─── Dataset extract

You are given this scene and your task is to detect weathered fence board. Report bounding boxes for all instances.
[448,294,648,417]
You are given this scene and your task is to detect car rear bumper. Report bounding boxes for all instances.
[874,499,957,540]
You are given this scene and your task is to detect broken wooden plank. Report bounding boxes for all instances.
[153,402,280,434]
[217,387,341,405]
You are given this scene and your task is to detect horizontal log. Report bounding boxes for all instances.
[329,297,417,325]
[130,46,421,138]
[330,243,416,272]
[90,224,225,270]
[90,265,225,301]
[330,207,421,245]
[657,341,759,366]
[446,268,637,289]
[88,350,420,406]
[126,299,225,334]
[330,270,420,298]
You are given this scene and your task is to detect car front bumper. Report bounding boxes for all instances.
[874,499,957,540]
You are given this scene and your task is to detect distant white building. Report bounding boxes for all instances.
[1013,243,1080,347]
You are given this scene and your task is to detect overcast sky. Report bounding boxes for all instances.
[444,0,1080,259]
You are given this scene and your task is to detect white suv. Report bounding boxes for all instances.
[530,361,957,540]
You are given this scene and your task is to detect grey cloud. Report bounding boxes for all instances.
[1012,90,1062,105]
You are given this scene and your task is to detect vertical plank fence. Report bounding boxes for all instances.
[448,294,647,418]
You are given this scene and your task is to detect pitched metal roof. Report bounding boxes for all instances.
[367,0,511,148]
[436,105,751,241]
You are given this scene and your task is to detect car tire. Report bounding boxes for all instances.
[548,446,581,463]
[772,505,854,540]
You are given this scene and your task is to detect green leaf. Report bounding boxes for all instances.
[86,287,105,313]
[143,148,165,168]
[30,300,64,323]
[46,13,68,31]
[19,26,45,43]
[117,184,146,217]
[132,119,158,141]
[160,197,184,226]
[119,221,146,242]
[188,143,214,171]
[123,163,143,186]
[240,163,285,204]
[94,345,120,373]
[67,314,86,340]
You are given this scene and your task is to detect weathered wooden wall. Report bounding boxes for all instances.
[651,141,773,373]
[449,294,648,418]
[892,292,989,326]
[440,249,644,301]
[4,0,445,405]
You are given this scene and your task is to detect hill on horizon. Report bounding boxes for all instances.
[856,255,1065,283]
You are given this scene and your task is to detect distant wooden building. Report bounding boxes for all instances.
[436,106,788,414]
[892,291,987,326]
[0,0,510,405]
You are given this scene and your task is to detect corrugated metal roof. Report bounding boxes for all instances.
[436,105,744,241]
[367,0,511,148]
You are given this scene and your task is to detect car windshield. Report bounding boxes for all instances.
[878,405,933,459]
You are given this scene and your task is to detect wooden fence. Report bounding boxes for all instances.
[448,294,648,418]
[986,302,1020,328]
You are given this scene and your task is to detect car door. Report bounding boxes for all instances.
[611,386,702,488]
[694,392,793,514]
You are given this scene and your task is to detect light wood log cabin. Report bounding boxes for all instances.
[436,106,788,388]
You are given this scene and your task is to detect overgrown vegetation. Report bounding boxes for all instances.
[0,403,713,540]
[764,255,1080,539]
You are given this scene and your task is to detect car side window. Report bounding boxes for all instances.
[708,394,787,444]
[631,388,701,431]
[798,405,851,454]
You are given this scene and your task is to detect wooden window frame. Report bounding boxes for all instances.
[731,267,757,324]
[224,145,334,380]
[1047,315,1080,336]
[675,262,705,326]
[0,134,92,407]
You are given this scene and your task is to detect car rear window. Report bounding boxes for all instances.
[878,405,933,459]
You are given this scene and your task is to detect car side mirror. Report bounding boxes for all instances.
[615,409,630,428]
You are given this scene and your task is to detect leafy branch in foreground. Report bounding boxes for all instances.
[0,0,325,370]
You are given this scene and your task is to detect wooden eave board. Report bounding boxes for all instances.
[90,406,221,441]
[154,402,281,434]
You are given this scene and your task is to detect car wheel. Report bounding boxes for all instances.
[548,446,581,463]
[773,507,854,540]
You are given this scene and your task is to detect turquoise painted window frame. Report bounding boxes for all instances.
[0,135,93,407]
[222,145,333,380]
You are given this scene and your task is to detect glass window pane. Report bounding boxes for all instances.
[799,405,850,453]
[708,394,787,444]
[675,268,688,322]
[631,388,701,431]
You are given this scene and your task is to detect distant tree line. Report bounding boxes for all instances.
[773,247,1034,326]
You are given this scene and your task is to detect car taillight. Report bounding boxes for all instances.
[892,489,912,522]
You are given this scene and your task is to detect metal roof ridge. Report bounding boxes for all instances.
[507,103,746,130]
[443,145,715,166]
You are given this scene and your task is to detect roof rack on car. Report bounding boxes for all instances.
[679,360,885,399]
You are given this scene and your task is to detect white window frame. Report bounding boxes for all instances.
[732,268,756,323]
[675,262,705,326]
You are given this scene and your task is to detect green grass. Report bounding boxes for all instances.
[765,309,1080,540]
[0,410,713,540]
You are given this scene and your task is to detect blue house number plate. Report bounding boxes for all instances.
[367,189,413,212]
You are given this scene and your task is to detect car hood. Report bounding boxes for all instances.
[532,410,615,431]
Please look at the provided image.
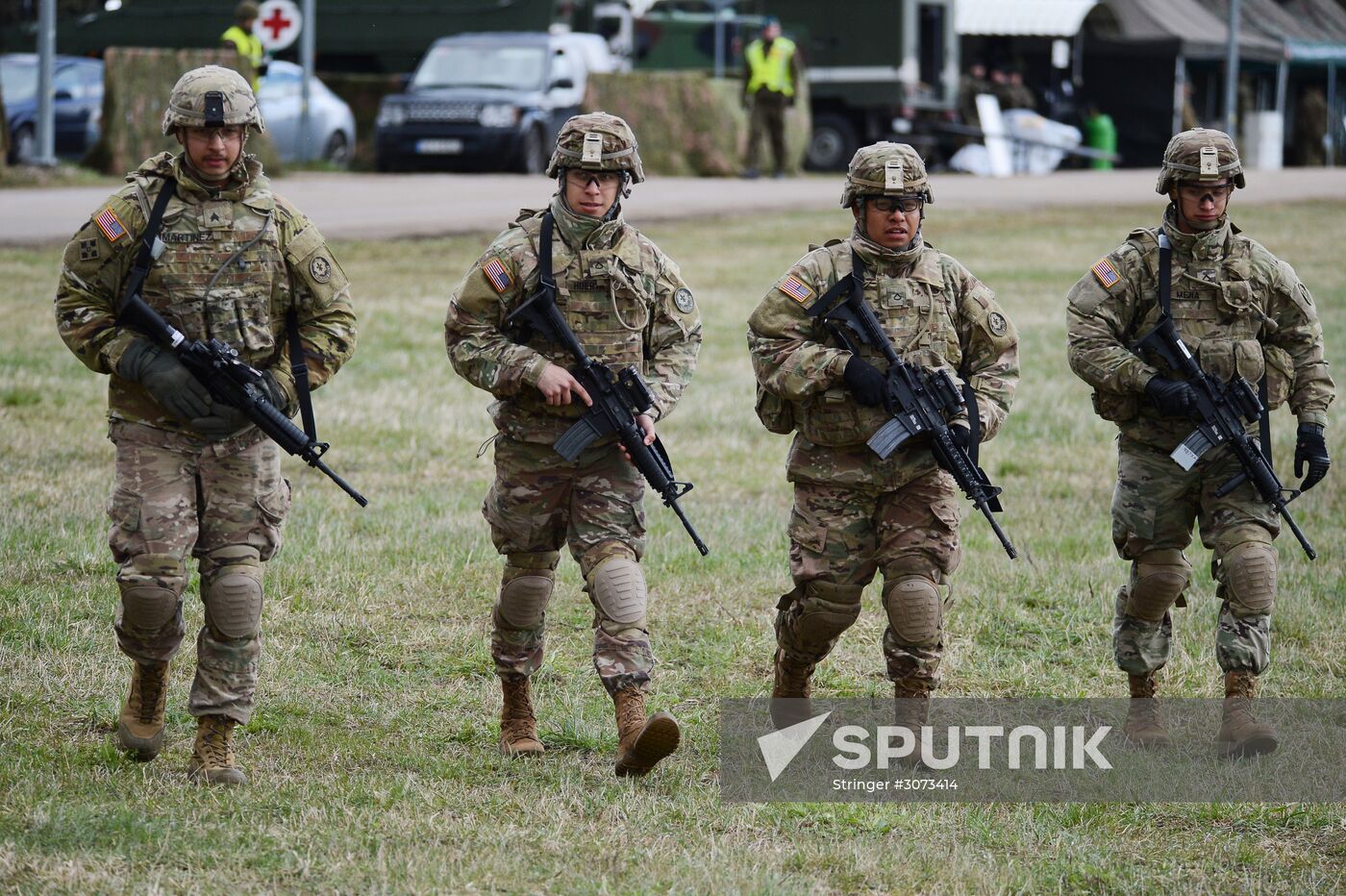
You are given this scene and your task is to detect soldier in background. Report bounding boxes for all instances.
[748,142,1019,727]
[1066,128,1335,756]
[743,16,800,178]
[444,113,701,776]
[219,0,265,91]
[55,66,356,784]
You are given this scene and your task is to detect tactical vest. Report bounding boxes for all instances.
[502,215,657,432]
[1094,229,1295,428]
[142,180,289,367]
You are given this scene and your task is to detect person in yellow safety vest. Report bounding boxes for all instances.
[743,16,800,178]
[219,0,263,93]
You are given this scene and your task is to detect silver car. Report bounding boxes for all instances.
[257,61,356,168]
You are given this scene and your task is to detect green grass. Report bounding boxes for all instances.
[0,205,1346,892]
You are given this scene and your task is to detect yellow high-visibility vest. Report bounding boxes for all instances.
[744,37,794,97]
[221,26,262,86]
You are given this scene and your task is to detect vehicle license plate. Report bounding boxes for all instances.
[416,140,463,156]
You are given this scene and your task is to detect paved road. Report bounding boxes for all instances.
[0,168,1346,246]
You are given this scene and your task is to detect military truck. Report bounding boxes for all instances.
[761,0,959,169]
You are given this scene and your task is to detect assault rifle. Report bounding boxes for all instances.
[117,289,369,508]
[808,253,1019,560]
[1131,234,1318,560]
[505,212,710,557]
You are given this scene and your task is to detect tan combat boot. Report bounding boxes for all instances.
[1215,671,1280,759]
[117,663,168,761]
[187,715,248,784]
[771,647,813,731]
[892,680,930,765]
[1121,673,1174,749]
[612,687,681,778]
[501,678,542,756]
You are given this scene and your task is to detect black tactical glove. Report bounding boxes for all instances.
[844,355,888,408]
[1145,377,1197,417]
[1295,424,1333,491]
[117,339,212,420]
[191,370,286,441]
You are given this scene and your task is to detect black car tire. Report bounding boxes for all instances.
[518,125,551,174]
[804,112,859,171]
[323,131,350,168]
[10,125,37,165]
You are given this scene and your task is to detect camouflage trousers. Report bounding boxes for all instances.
[775,471,962,690]
[108,421,289,722]
[743,88,788,171]
[482,435,654,694]
[1111,437,1280,675]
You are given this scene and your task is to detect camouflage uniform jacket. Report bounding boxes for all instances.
[1066,212,1335,451]
[444,199,701,444]
[748,227,1019,488]
[55,152,356,432]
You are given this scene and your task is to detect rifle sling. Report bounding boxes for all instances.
[286,306,317,441]
[121,178,178,315]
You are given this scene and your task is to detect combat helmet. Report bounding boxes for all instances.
[546,112,645,183]
[1155,128,1245,195]
[841,140,935,209]
[162,66,266,135]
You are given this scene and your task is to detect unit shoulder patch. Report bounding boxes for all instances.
[482,256,514,293]
[1090,259,1121,289]
[94,206,127,243]
[309,256,333,283]
[778,274,814,306]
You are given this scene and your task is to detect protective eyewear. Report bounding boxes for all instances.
[865,196,925,214]
[1178,183,1234,205]
[187,125,246,144]
[565,168,622,189]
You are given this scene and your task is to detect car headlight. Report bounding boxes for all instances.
[374,102,407,128]
[477,102,518,128]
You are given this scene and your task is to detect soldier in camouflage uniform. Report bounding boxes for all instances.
[55,66,356,783]
[1066,128,1334,756]
[748,142,1019,724]
[444,113,701,775]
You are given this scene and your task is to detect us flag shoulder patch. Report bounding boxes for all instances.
[1090,259,1121,289]
[780,274,813,306]
[94,206,127,242]
[482,259,514,292]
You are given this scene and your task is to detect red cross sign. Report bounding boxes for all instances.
[253,0,304,51]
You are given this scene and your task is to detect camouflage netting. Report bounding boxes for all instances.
[84,47,280,176]
[583,71,811,178]
[317,71,405,171]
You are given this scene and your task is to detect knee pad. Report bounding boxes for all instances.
[495,555,560,629]
[588,557,647,624]
[794,579,864,643]
[201,545,262,637]
[883,576,943,647]
[1127,549,1191,622]
[1219,541,1278,616]
[121,583,178,633]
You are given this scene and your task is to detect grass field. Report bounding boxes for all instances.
[0,195,1346,893]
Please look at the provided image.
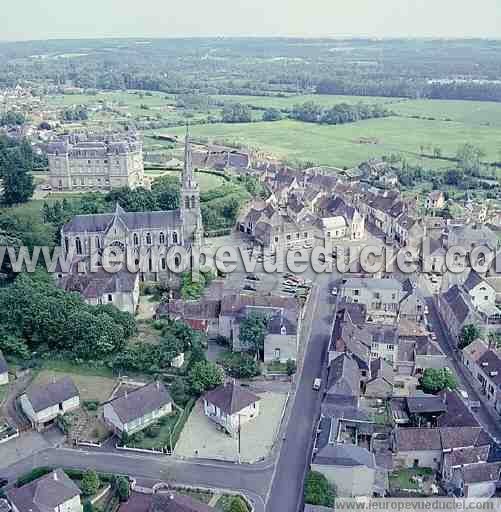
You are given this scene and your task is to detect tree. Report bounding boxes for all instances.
[263,107,282,121]
[83,500,94,512]
[459,324,482,349]
[304,471,336,507]
[228,496,249,512]
[80,469,101,496]
[239,313,267,354]
[222,103,252,123]
[115,476,130,503]
[285,359,297,377]
[420,368,457,394]
[189,361,224,395]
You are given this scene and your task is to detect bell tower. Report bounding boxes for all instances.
[180,126,203,248]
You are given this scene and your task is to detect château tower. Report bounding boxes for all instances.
[180,127,203,249]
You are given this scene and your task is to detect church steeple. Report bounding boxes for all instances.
[180,126,202,250]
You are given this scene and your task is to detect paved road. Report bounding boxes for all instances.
[427,298,501,439]
[2,448,272,512]
[266,274,333,512]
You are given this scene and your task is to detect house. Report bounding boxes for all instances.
[394,428,442,470]
[103,381,173,436]
[364,357,393,398]
[58,269,139,315]
[426,190,445,210]
[7,469,83,512]
[0,350,9,386]
[463,269,498,316]
[325,354,361,406]
[438,284,481,340]
[203,382,260,435]
[218,293,301,362]
[463,340,501,415]
[19,377,80,430]
[319,197,365,241]
[447,224,498,255]
[338,277,405,321]
[118,490,214,512]
[452,462,501,498]
[311,443,377,497]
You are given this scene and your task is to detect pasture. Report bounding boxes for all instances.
[165,115,501,169]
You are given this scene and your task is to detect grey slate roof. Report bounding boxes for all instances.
[63,207,181,233]
[26,377,80,412]
[7,469,80,512]
[0,350,9,373]
[460,462,501,484]
[395,428,442,452]
[204,382,261,414]
[109,382,172,424]
[405,396,447,414]
[313,443,376,469]
[326,354,360,397]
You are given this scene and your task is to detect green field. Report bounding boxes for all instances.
[211,94,398,109]
[165,117,501,168]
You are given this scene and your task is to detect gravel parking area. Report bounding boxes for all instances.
[174,392,287,463]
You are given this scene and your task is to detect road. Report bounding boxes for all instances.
[266,274,333,512]
[2,448,273,512]
[426,297,501,439]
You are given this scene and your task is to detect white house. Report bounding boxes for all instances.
[103,381,173,436]
[204,382,260,435]
[0,350,9,386]
[6,469,83,512]
[19,377,80,430]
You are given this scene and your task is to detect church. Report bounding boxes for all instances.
[61,131,203,281]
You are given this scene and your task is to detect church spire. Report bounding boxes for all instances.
[183,124,193,186]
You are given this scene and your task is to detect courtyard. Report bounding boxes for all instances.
[174,390,287,463]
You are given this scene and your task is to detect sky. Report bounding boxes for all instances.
[0,0,501,41]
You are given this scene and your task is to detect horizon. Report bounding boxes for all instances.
[0,0,501,42]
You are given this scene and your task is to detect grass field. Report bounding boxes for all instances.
[30,370,116,402]
[165,117,501,168]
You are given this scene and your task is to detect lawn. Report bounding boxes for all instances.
[30,370,116,402]
[145,169,226,192]
[165,116,501,168]
[127,409,181,450]
[389,468,433,491]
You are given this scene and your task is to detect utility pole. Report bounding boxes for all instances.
[238,413,242,464]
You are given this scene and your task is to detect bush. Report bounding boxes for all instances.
[80,470,101,496]
[304,471,336,507]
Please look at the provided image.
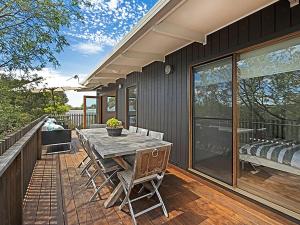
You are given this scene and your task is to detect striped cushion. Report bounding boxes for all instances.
[240,139,300,169]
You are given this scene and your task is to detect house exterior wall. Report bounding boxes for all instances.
[117,0,300,169]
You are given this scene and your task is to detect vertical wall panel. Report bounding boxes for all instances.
[249,12,261,41]
[220,27,229,52]
[113,0,300,168]
[275,1,291,31]
[261,5,275,36]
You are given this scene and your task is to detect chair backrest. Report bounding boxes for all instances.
[149,130,164,140]
[75,128,86,151]
[137,128,148,136]
[133,144,172,180]
[128,126,137,133]
[90,123,106,128]
[82,137,101,169]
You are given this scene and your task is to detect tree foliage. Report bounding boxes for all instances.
[0,0,82,72]
[0,75,69,137]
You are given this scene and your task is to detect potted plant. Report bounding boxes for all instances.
[106,118,123,137]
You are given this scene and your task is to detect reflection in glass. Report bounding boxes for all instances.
[193,57,232,184]
[238,38,300,213]
[106,96,116,112]
[127,86,137,126]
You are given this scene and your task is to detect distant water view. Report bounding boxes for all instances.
[67,109,83,114]
[66,109,96,114]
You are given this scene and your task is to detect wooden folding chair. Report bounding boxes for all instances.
[83,138,121,202]
[137,127,148,136]
[149,130,164,140]
[117,145,171,225]
[75,128,92,175]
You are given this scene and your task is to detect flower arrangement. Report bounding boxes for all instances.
[106,118,123,137]
[106,118,123,128]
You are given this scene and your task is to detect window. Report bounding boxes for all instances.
[192,57,232,184]
[106,96,116,112]
[237,38,300,213]
[127,86,137,126]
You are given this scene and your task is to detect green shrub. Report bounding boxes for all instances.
[106,118,123,128]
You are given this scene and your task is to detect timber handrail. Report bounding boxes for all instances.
[0,117,44,177]
[0,116,47,225]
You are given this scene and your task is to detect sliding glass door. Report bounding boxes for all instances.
[237,38,300,213]
[126,86,137,127]
[192,57,232,184]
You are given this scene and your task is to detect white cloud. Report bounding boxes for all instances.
[66,0,152,49]
[107,0,119,10]
[35,68,85,88]
[72,42,102,55]
[31,68,96,107]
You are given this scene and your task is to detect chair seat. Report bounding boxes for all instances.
[124,154,135,166]
[117,169,158,188]
[118,170,133,187]
[97,158,121,173]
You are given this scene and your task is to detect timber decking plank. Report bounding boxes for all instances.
[23,134,293,225]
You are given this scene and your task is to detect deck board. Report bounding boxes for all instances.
[23,138,293,225]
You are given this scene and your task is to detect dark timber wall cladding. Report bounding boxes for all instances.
[112,0,300,168]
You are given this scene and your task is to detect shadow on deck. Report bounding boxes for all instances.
[23,138,292,225]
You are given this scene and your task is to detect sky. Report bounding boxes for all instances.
[38,0,157,106]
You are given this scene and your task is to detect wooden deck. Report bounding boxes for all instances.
[23,140,293,225]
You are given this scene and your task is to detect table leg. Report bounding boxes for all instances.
[104,183,123,208]
[104,156,131,208]
[112,156,131,170]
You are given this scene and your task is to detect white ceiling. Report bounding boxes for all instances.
[84,0,277,87]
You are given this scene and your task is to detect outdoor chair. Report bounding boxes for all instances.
[90,123,106,128]
[149,130,164,141]
[128,126,137,133]
[75,128,92,175]
[83,138,121,202]
[117,145,171,225]
[137,128,148,136]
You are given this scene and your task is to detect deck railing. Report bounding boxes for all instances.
[49,113,97,129]
[0,116,45,225]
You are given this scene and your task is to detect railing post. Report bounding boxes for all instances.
[36,128,42,160]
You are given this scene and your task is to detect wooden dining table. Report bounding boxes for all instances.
[81,128,172,208]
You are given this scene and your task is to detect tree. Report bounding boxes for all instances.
[0,0,84,73]
[0,74,69,139]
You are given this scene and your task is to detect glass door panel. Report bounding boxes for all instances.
[237,38,300,214]
[127,86,137,127]
[83,96,100,128]
[192,57,232,184]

──────

• Request: Select every line of the entries above that contains the string "timber", matching case exactly, and copy each one out in full.

• Output for this exercise:
You are given this scene and your task is to detect timber handrail. Report bounding boxes for all instances.
You are given this scene and your task is to detect timber decking plank. Report bounding boxes for all instances.
You are given this scene and your task is to detect dark timber wall cladding. Report bounding boxes for all instances.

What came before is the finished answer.